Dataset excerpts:
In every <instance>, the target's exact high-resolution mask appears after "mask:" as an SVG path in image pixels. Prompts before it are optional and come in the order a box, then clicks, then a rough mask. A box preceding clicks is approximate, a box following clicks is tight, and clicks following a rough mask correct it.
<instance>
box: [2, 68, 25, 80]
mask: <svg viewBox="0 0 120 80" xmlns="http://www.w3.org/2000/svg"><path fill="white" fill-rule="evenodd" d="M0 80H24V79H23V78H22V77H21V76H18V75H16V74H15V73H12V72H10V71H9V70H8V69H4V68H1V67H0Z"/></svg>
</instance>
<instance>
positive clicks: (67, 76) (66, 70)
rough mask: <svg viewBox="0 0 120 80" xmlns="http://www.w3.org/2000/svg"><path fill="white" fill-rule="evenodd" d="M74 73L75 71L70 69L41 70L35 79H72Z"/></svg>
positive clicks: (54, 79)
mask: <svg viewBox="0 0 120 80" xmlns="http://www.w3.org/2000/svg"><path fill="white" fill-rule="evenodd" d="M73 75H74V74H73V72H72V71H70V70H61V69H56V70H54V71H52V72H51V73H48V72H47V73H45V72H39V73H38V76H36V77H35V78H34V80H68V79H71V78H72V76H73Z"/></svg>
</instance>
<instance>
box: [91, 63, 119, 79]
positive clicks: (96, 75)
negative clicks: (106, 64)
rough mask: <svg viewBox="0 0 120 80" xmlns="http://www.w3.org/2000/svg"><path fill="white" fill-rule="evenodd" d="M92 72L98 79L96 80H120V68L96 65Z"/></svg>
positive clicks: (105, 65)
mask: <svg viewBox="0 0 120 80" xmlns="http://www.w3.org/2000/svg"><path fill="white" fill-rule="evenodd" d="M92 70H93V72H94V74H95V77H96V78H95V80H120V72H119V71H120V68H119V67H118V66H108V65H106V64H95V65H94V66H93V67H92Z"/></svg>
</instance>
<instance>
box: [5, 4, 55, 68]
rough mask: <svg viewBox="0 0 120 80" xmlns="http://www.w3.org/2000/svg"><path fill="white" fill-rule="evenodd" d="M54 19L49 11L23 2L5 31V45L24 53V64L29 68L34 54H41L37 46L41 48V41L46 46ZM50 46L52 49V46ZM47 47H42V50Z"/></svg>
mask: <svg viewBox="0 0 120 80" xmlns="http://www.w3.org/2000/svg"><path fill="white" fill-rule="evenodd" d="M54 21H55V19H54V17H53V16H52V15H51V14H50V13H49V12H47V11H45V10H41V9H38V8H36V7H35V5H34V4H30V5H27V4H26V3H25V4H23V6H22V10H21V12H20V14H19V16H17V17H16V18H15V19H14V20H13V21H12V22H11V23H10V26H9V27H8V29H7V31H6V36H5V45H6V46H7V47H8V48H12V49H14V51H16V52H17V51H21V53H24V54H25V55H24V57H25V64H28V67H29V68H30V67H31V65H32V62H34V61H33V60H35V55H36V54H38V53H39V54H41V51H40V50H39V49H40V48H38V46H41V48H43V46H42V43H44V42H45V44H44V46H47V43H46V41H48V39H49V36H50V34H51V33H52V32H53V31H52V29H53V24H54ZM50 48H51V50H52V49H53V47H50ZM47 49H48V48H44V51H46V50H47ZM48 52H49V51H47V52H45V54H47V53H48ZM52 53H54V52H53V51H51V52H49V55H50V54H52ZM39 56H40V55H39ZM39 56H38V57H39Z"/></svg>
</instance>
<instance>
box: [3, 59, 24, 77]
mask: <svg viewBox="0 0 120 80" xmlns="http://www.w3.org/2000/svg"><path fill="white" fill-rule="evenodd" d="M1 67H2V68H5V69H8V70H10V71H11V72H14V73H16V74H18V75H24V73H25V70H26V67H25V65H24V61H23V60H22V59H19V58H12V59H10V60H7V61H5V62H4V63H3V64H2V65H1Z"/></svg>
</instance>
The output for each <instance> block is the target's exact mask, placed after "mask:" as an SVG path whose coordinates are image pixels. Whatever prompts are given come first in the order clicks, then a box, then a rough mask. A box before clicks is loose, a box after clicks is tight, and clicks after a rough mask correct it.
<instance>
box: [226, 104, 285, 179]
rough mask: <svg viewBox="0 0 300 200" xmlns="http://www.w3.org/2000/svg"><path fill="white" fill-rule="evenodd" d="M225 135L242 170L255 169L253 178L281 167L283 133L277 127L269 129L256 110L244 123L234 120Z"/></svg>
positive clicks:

*Assignment*:
Only a number is wanted here: how many lines of the data hold the string "before".

*Response to the exercise*:
2